TASK BRIEF: Work out how many lines in these entries include the string "umbrella", and give only that figure.

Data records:
★ ★ ★ ★ ★

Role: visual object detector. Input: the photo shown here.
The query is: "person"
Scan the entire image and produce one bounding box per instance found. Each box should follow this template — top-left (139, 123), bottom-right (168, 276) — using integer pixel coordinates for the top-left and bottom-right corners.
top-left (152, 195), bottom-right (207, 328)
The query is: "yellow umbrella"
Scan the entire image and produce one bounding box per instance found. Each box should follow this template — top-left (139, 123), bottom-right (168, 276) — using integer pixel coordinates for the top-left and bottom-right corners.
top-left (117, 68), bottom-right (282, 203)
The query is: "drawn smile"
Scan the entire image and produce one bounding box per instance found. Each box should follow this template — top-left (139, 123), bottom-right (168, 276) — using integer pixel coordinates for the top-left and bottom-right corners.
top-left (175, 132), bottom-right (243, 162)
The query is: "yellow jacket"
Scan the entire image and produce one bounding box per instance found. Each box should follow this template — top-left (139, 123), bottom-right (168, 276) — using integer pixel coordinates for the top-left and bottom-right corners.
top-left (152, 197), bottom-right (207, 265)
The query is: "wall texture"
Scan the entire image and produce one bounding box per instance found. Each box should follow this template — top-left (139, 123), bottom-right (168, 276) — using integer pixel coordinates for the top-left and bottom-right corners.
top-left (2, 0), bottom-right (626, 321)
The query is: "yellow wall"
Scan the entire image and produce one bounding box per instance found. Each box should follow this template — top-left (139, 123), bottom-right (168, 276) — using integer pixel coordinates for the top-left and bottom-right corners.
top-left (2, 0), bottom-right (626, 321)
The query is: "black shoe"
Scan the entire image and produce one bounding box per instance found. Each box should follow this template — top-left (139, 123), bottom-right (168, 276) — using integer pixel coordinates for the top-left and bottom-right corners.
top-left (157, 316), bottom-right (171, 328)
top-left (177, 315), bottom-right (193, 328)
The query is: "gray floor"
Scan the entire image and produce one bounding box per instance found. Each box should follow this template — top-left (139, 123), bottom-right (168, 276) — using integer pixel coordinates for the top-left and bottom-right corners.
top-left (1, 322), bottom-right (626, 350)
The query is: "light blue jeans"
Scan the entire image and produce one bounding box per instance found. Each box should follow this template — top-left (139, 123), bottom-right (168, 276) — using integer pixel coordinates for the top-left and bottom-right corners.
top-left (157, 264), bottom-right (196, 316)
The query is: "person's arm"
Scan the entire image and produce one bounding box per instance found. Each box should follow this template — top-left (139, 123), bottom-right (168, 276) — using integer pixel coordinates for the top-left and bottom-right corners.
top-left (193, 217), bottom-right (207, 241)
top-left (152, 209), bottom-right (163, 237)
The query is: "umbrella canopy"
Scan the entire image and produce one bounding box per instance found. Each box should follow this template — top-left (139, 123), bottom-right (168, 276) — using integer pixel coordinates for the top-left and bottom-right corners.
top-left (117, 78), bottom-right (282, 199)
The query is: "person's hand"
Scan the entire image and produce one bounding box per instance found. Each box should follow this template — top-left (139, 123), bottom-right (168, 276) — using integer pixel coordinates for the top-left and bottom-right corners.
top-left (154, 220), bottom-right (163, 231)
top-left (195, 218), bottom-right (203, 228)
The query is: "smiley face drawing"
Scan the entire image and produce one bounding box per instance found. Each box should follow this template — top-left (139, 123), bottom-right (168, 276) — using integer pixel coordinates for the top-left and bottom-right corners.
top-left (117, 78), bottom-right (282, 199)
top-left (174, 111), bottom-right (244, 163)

★ ★ ★ ★ ★

RESPONSE TO THIS EXERCISE: 2